## 課題の目標:
「Target: **blue bottle**.」を含む行から始まり「[[[563,112],[517,400],[840,515],[840,113],[583,76]]]」を含む行で終わるデータ（両端の行を含む）を、空行を除いて「番号」と「内容」の2列からなるMarkdownの表で表せ。「番号」には行の通し番号を、「内容」にはその行を入れよ。

## 演習の入力:
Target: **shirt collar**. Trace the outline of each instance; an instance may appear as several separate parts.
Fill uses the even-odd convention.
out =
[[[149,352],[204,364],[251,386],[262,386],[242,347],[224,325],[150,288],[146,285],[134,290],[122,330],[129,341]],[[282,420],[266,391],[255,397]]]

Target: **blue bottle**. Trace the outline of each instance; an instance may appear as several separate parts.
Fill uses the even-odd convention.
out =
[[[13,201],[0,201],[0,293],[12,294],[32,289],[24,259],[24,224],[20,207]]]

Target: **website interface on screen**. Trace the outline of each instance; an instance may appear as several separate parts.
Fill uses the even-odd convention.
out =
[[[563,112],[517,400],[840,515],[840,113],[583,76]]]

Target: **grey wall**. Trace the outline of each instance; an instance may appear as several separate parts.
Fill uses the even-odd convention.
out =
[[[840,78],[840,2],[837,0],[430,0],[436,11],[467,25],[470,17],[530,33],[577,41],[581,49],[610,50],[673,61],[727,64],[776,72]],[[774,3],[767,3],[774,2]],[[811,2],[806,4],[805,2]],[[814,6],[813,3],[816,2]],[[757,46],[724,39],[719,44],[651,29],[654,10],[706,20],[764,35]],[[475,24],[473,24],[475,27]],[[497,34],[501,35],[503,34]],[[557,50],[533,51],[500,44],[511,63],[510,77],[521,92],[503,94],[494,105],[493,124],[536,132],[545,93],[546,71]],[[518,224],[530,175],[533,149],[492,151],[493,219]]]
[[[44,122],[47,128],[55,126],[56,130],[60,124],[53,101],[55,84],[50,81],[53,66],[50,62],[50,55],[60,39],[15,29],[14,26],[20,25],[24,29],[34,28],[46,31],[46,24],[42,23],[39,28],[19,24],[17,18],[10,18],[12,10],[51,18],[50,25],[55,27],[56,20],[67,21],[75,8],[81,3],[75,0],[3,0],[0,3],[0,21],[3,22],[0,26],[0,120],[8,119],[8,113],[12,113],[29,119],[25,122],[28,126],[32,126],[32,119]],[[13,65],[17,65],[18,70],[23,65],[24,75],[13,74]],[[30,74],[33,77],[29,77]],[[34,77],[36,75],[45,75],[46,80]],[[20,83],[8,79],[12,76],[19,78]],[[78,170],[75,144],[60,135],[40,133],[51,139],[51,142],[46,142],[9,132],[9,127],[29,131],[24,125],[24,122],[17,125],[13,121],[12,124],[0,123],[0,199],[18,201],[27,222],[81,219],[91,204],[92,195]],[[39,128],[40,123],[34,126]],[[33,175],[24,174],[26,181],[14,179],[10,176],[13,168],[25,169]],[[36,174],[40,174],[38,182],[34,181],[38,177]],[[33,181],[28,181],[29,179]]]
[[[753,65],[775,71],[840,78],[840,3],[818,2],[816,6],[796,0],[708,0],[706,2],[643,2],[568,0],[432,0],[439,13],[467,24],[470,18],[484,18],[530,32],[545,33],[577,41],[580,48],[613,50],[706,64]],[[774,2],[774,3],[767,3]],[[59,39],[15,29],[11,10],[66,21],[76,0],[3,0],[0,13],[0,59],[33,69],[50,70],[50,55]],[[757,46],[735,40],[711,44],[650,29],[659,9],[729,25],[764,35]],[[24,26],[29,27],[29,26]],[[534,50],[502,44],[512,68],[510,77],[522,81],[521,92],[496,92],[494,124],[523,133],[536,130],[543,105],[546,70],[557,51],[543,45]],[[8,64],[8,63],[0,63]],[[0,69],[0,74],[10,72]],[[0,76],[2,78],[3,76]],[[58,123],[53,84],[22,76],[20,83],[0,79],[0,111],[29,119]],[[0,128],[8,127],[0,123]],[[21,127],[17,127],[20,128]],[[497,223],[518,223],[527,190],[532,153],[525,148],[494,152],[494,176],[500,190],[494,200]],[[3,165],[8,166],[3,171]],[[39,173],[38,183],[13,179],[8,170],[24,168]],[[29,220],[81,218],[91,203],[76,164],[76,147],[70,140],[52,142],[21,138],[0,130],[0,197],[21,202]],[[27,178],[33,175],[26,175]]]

## 解答:
| 番号 | 内容 |
|---|---|
| 1 | Target: **blue bottle**. Trace the outline of each instance; an instance may appear as several separate parts. |
| 2 | Fill uses the even-odd convention. |
| 3 | out = |
| 4 | [[[13,201],[0,201],[0,293],[12,294],[32,289],[24,259],[24,224],[20,207]]] |
| 5 | Target: **website interface on screen**. Trace the outline of each instance; an instance may appear as several separate parts. |
| 6 | Fill uses the even-odd convention. |
| 7 | out = |
| 8 | [[[563,112],[517,400],[840,515],[840,113],[583,76]]] |